*Data supplied*.
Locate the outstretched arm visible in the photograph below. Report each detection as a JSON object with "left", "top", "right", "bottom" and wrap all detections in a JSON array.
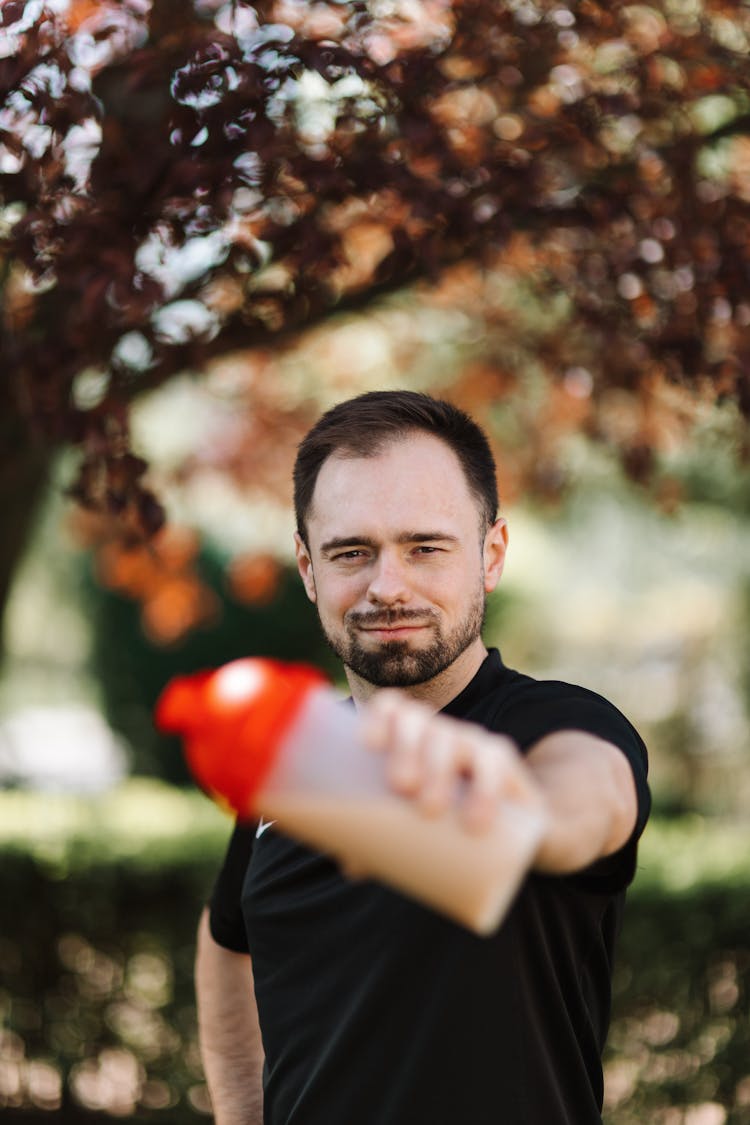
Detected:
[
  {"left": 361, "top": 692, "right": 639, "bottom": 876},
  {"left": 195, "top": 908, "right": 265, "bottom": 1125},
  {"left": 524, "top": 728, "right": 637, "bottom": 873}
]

--

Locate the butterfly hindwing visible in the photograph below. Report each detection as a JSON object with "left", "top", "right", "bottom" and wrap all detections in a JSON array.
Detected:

*Aim of the exercise*.
For each line of the data that includes the word "wrap", return a copy of it.

*Answer to this task*.
Locate the outstretched arm visible in the photograph below. Report each detection as a JSON object with "left", "top", "right", "bottom" and wrap all detections in a JSON array.
Locate the butterfly hindwing visible in the photograph below. Report each detection as a JSON object with "left", "top", "right", "bottom" and wrap all detections in a JSON array.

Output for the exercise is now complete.